Natural-language object grounding data:
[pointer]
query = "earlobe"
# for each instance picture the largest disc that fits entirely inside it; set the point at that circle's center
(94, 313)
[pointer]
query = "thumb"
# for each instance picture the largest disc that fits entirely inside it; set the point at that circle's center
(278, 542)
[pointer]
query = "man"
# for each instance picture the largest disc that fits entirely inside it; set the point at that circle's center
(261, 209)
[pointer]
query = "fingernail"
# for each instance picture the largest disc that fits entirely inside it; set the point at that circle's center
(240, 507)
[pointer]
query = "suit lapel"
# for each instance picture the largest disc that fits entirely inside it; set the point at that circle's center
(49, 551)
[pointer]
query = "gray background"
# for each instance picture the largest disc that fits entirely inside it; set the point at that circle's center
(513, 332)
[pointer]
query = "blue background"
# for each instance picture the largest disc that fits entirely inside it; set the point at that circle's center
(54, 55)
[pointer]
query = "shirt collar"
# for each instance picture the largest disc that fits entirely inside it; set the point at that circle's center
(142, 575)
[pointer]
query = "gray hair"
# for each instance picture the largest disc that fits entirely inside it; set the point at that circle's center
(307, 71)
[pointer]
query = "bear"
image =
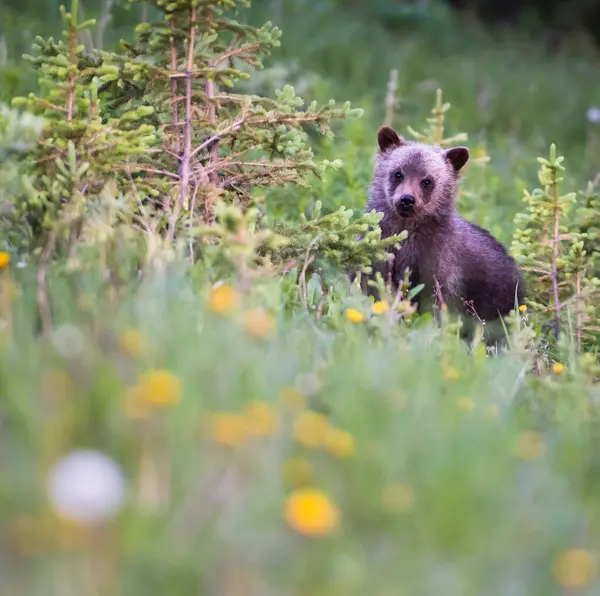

■ **PROBLEM DESCRIPTION**:
Leave out the pictures and retype every line above exactly.

■ **SOLVED EXERCISE**:
[pointer]
query = "earlobe"
# for each instance picture the largest disc that fits entirely inside it; set the point at that circle's center
(94, 313)
[pointer]
query = "thumb"
# for each instance picture the largest disc that fits entirely inside it; set the point at that circle's center
(278, 542)
[pointer]
query = "man"
# for each instance picture the largest disc that fits entirely inside it; set the point at that circle's center
(261, 209)
[pointer]
query = "fingernail"
# for each instance picture the largest disc that fits entirely inside it; set the point at that circle's center
(240, 507)
[pointer]
query = "suit lapel"
# for each instance picture the largest disc that fits entirely inside it; set the point at that circle's center
(49, 551)
[pointer]
query = "gray background"
# for each instance picture the largest disc that fits entirely inside it; set the point at that circle's center
(513, 332)
[pointer]
query = "blue background"
# for each instance picture the largest disc that fits entirely inside it; set the point at that circle's center
(54, 55)
[pointer]
query = "shirt collar"
# for each instance picture the largest disc that fits entirely inside it; set the point at that circle's center
(142, 575)
[pointer]
query = "gray hair"
# for each instance picture the largest disc that fits entirely inside it; set the point at that circle's center
(307, 71)
[pointer]
query = "bear"
image =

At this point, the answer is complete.